**SUPPLIED RECORDS**
====
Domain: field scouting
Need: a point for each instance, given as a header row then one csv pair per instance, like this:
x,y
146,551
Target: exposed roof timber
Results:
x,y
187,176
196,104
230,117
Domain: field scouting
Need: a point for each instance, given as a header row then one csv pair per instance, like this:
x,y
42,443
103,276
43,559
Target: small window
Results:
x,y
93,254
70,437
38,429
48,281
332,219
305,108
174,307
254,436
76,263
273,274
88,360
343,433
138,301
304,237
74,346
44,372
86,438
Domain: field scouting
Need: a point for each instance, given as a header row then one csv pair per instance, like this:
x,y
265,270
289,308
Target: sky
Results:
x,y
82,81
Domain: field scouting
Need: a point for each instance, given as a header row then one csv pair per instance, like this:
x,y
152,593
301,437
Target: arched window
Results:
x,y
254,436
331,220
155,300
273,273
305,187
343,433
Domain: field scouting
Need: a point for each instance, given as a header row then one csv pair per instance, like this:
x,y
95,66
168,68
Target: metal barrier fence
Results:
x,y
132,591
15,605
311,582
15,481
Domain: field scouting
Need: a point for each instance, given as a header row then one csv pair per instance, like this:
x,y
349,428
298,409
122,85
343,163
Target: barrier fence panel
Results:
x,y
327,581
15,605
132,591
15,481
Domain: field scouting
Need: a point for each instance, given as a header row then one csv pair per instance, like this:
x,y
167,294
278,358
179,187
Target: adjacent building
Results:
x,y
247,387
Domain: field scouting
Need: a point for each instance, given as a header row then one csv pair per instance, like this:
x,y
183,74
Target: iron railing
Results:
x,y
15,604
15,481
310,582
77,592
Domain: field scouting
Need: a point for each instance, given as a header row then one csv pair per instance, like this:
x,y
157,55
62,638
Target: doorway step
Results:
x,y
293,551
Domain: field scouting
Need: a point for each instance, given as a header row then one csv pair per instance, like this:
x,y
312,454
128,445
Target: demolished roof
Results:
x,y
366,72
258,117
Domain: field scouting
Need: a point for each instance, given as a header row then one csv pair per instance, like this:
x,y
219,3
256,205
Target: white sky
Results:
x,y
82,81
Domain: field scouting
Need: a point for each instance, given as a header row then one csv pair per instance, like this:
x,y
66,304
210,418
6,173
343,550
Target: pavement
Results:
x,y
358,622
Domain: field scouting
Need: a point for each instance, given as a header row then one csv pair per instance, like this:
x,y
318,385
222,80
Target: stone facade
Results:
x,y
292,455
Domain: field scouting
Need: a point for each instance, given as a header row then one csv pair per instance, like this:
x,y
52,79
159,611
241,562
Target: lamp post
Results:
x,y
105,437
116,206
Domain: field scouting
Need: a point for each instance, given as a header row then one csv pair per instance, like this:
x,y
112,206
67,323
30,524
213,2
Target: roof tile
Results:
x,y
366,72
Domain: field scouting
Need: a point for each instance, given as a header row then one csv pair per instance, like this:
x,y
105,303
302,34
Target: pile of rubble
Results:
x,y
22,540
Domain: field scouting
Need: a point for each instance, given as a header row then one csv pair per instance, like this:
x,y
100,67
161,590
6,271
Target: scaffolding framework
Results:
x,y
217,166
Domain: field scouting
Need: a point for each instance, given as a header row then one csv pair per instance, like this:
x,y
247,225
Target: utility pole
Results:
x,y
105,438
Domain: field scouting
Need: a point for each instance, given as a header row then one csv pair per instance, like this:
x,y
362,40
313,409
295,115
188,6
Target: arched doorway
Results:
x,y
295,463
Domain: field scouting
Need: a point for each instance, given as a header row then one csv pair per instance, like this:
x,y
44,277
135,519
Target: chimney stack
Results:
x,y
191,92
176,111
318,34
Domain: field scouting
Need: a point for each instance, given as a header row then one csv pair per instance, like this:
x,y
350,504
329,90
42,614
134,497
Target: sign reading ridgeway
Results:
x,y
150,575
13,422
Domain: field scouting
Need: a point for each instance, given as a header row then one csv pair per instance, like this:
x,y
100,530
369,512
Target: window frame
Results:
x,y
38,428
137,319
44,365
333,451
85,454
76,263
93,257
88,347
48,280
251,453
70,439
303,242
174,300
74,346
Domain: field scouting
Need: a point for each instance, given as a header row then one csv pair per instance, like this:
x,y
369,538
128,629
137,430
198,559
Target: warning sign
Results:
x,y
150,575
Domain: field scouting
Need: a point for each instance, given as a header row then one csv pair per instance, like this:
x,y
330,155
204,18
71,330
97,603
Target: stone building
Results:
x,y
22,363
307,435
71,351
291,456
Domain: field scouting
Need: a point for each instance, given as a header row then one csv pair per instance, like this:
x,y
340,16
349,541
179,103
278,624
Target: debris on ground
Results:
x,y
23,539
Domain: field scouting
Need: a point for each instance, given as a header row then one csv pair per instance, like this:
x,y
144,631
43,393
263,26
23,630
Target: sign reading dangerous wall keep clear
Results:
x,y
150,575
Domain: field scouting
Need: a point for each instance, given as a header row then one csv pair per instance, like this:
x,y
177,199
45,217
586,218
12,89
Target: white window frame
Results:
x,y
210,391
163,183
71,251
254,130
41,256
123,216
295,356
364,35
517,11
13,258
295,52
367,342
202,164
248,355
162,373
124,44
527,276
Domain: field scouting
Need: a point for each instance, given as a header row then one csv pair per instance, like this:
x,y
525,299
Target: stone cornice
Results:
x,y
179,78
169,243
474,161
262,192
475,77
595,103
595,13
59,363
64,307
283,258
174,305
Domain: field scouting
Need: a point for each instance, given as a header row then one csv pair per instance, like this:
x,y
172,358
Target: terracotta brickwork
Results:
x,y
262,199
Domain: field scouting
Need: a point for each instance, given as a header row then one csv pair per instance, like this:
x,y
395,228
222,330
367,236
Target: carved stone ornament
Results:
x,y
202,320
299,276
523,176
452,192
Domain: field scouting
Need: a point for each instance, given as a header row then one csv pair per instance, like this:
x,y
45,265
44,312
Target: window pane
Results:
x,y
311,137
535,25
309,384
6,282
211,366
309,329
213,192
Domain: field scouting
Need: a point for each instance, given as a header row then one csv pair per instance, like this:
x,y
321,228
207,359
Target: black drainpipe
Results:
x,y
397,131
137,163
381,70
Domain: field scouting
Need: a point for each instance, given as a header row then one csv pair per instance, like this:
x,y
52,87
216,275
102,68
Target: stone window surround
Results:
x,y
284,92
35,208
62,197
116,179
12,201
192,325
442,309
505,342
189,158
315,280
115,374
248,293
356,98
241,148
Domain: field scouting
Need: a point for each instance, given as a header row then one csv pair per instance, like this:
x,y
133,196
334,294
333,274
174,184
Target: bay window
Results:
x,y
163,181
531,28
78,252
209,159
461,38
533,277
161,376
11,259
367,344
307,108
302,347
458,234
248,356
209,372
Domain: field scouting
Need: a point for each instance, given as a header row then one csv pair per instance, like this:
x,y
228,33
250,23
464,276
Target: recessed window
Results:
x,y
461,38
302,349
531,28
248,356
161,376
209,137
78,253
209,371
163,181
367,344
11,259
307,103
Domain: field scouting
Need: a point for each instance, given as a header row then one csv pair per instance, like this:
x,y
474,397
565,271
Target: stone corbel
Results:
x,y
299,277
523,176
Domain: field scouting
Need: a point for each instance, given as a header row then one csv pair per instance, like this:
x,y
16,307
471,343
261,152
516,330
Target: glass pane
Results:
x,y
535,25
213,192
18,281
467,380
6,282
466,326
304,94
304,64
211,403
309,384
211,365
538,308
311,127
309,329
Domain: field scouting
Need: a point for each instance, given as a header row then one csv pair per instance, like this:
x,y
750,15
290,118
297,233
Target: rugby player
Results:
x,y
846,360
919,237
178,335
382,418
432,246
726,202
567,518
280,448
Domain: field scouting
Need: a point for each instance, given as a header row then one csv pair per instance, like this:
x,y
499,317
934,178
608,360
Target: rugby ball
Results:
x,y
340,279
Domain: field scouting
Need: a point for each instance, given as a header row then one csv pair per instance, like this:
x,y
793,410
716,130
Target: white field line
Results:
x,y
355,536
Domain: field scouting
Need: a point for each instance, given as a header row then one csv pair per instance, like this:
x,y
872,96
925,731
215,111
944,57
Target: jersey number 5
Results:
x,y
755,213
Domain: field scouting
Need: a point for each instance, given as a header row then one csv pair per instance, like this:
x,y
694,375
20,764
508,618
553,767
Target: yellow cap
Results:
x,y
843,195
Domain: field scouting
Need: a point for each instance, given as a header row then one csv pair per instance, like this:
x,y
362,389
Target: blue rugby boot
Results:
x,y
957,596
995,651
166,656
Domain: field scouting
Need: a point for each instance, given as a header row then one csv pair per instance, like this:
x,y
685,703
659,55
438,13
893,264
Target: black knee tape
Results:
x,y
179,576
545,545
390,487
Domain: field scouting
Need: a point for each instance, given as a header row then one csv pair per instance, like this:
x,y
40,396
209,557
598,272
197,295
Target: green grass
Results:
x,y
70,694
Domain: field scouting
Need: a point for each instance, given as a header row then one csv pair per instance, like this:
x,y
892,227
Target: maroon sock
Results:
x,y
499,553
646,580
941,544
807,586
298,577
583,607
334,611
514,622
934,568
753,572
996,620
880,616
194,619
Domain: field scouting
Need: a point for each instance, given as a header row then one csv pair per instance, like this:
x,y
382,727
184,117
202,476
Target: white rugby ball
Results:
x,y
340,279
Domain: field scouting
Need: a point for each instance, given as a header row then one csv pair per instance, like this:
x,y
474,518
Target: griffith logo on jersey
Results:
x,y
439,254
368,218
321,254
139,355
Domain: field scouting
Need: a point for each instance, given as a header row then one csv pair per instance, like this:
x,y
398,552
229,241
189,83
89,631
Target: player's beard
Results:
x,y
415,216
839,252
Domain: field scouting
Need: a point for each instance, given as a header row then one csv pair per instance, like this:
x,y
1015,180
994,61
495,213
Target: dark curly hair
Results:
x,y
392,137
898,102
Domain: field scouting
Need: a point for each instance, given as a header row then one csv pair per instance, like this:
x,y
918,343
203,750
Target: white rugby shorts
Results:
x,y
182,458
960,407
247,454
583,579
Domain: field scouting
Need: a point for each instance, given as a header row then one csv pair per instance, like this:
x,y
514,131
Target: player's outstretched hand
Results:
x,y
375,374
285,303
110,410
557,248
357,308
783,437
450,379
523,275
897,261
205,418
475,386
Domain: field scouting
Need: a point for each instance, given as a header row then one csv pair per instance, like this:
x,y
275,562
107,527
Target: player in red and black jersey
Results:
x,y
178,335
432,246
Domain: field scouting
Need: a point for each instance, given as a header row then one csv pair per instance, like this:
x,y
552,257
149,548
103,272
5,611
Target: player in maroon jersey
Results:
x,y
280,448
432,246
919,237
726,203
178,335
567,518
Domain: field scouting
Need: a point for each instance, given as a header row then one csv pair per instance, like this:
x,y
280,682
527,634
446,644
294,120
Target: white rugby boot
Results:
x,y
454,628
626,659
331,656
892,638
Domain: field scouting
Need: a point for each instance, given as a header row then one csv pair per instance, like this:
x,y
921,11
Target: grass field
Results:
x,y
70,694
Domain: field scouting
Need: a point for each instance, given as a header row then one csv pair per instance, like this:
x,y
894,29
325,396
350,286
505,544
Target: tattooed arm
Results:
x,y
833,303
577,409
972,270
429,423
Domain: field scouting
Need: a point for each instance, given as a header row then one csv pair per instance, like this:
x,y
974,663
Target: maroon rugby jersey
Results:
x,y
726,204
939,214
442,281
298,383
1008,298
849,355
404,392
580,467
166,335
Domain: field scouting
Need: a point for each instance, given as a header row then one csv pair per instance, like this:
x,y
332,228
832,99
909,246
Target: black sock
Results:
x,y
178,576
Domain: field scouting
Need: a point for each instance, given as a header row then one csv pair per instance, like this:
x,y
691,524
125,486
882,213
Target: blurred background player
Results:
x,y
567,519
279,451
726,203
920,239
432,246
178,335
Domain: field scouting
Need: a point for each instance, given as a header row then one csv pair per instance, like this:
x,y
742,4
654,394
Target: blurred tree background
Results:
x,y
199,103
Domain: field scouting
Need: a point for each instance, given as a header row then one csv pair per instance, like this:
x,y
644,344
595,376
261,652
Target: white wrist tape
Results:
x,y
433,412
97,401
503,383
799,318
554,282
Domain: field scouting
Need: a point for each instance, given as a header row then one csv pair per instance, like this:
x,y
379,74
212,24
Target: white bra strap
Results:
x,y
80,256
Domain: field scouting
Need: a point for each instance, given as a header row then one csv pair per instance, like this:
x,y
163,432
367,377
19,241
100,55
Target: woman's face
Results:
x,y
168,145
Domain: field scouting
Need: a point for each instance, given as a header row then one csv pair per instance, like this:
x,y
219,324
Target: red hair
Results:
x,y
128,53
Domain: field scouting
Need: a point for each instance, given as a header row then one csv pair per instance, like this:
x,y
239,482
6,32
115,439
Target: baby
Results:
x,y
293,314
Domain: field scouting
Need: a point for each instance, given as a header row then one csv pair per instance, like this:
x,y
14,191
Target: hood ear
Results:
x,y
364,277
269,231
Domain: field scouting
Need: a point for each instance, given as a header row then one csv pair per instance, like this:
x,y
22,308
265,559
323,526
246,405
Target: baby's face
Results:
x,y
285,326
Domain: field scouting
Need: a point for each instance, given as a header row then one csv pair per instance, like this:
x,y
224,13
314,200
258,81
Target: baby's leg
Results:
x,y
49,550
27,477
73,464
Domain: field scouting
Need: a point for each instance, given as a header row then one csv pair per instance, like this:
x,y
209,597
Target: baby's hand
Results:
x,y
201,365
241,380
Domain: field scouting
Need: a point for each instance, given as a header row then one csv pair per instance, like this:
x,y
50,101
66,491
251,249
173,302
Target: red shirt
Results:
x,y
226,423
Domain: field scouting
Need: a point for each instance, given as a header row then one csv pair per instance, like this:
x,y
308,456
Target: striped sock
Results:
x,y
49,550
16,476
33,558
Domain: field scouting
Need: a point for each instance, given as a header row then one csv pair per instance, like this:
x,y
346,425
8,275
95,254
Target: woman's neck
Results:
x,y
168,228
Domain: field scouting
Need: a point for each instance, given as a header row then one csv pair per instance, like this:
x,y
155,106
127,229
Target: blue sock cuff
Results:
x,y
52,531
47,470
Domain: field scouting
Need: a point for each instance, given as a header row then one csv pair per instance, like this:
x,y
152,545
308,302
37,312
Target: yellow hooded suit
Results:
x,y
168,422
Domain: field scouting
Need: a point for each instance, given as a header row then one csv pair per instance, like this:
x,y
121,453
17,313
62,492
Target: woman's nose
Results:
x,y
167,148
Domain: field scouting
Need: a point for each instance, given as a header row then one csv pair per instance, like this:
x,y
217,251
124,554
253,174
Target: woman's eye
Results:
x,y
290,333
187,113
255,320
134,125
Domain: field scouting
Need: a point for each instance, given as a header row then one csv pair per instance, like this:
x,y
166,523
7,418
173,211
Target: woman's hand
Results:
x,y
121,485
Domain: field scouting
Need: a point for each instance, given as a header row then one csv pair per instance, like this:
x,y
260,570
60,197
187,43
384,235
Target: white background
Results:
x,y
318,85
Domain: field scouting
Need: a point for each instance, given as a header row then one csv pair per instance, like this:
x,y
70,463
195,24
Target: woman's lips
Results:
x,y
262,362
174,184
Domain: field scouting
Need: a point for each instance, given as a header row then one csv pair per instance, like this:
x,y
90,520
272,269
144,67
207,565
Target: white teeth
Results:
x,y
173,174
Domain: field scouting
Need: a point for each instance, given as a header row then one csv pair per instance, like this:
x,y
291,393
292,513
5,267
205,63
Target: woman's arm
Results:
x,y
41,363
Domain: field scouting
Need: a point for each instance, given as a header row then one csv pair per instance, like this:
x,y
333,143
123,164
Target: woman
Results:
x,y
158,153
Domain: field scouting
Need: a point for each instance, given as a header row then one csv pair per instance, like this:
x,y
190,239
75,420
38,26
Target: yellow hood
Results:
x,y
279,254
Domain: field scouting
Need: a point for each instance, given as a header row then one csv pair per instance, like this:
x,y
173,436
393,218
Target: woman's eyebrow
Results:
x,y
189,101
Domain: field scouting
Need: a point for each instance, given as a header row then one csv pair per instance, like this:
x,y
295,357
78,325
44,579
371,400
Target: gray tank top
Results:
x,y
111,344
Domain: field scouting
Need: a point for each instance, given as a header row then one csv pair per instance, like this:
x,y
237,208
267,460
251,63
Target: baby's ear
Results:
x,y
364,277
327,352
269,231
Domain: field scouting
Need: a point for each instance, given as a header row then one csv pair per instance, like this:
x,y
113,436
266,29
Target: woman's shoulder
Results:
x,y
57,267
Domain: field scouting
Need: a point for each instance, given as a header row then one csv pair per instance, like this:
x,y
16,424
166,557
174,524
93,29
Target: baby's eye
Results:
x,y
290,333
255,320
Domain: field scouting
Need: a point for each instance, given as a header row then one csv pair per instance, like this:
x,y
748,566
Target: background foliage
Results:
====
**WHAT THE TASK REQUIRES**
How many lines in the rows above contain the word "yellow", with case counting? Give only the number.

**ANSWER BELOW**
3